Verständnis prüfen:
(1) Nenne alle Zwischenüberschriften im Text zu Russland und Syrien.
(2) Entnimm dem Text zu Russland und Syrien wörtlich den Abschnitt, der mit „Johnson ruft zu“ anfängt und bis einschließlich „Luftangriffe auf Aleppo.“ reicht.

Angezeigter Text:
Frankreich hinter den Kulissen tätig
Nach Angaben aus Diplomatenkreisen hatte die französische Regierung bereits Gespräche über weitere EU-Sanktion gegen Russland angestoßen. Die EU hat wegen des Ukraine-Konflikts 2014 unter anderem Wirtschaftssanktionen gegen Russland verhängt und mehrfach verlängert. Diese gelten noch bis Ende Jänner.
Die Frage neuer EU-Sanktionen wegen Syrien könnte auch Thema auf dem EU-Gipfel kommende Woche in Brüssel werden. Das Thema könnte die Bemühungen um ein Spitzentreffen zum Ukraine-Konflikt beeinflussen. Nach russischen Angaben ist ein Treffen der Präsidenten Russlands, Frankreichs und der Ukraine sowie der deutschen Kanzlerin Angela Merkel (CDU) am 19. Oktober in Berlin in Vorbereitung. Russlands Präsident Wladimir Putin hatte aber am Dienstag wegen eines Streits mit der französischen Regierung über die Luftangriffe in Syrien einen geplanten Besuch in Paris abgesagt.
Johnson ruft zu Demos vor russischer Botschaft auf
Der britische Außenminister Johnson rief unterdessen Kriegsgegner zu Protesten vor der russischen Botschaft in London auf. „Ich würde gerne Demonstrationen vor der russischen Botschaft sehen“, sagte Johnson am Dienstag im britischen Parlament. Er verwies zur Begründung auf russische Luftangriffe auf Aleppo.
Angesichts der Angriffe erschöpften sich die „Vorräte der Entrüstung“, sagte Johnson. Die Regierung in London erwäge Forderungen nach Einrichtung einer Flugverbotszone über Syrien, sagte er ohne weitere Einzelheiten. Moskau unterstützt die syrische Regierung bei der Militäroffensive zur Rückeroberung von Aleppo. Wegen der Luftangriffe hatten bereits die USA ihre Gespräch mit Moskau über eine Feuerpause für Aleppo abgebrochen. Nun soll ein neuer Anlauf darauf genommen werden.
„Russische Verantwortung für Gräueltat“
Johnson beschuldigt Russland auch, für den Angriff auf einen UNO-Hilfskonvoi mit über 20 Toten nahe Aleppo verantwortlich zu sein. „Alle verfügbaren Hinweise deuten auf eine russische Verantwortung für die Gräueltat hin“, sagte er am Dienstag im Londoner Unterhaus. Er sprach von einem Kriegsverbrechen. Russland laufe Gefahr, wegen seiner Syrien-Politik zur Paria-Nation der internationalen Gemeinschaft zu werden. Die USA machen ebenfalls Russland für die Attacke verantwortlich. Russland und Syrien bestreiten, verantwortlich zu sein.
Moskau: Russenfeindliche Hysterie
Russland warf als Retourkutsche der britischen Regierung „russenfeindliche Hysterie“ vor. Zum Zeitpunkt des Angriffes auf die Kolonne Richtung Aleppo seien dort keine russischen Kampfflugzeuge im Einsatz gewesen, sagte am Mittwoch ein Sprecher des Verteidigungsministeriums in Moskau. „Das ist eine Tatsache.“
Die syrischen Regierungstruppen wollen die geteilte Stadt Aleppo vollständig unter ihre Kontrolle bringen, die im Osten von Rebellen, darunter dschihadistische Milizen, kontrolliert wird. Seit Beginn des Einsatzes am 22. September wurden der Beobachtungsstelle für Menschenrechte zufolge 290 Menschen getötet, die meisten von ihnen Zivilisten. Die der syrischen Opposition nahestehende Beobachtungsstelle hat ihren Sitz in Großbritannien, ihre Angaben sind von unabhängiger Seite nicht zu überprüfen.

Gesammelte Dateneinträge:
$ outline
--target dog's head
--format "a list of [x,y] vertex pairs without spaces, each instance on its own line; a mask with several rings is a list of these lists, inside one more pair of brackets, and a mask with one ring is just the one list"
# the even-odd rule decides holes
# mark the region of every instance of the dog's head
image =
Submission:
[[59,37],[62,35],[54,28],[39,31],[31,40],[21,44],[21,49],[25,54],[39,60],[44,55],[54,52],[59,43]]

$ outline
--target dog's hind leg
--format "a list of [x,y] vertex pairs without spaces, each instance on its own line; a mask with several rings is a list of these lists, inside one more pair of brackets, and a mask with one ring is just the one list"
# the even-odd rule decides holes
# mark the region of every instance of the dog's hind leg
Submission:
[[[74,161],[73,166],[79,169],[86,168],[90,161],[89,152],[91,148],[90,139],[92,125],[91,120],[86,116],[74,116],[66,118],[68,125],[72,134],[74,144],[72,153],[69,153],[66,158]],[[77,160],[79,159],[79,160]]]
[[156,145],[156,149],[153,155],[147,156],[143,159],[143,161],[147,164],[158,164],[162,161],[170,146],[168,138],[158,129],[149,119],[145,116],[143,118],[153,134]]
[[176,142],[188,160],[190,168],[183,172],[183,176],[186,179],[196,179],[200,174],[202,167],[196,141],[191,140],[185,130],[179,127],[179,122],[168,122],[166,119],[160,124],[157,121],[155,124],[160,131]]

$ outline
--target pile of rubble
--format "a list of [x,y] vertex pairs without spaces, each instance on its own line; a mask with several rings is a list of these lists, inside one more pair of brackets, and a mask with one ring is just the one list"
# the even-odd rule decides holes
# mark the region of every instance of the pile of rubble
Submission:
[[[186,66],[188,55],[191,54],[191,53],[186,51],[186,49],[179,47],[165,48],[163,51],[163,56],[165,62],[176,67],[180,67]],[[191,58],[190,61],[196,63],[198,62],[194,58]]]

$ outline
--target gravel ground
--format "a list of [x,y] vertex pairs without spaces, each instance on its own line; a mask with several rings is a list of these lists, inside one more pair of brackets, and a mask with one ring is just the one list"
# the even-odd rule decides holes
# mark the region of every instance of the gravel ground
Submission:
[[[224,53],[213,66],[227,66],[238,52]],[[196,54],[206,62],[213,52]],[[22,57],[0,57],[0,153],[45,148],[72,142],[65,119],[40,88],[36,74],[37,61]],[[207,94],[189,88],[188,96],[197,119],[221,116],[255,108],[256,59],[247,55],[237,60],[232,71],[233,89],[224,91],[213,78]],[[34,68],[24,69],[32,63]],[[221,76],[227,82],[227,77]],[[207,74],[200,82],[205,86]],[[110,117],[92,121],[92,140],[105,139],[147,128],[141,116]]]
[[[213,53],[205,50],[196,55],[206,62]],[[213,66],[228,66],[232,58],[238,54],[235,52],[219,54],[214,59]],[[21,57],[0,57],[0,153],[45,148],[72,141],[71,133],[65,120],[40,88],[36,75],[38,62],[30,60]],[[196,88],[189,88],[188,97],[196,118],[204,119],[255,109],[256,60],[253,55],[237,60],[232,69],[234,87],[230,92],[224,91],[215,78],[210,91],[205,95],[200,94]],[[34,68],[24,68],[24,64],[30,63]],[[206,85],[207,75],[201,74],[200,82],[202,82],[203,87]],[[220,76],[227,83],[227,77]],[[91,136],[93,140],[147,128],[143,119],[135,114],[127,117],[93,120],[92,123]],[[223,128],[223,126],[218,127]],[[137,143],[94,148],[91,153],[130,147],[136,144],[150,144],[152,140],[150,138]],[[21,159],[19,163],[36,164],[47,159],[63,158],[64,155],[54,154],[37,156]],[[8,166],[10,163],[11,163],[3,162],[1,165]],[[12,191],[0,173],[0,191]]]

Antworten nach Nummer:
(1)
- Frankreich hinter den Kulissen tätig
- Johnson ruft zu Demos vor russischer Botschaft auf
- „Russische Verantwortung für Gräueltat“
- Moskau: Russenfeindliche Hysterie

(2)
Johnson ruft zu Demos vor russischer Botschaft auf
Der britische Außenminister Johnson rief unterdessen Kriegsgegner zu Protesten vor der russischen Botschaft in London auf. „Ich würde gerne Demonstrationen vor der russischen Botschaft sehen“, sagte Johnson am Dienstag im britischen Parlament. Er verwies zur Begründung auf russische Luftangriffe auf Aleppo.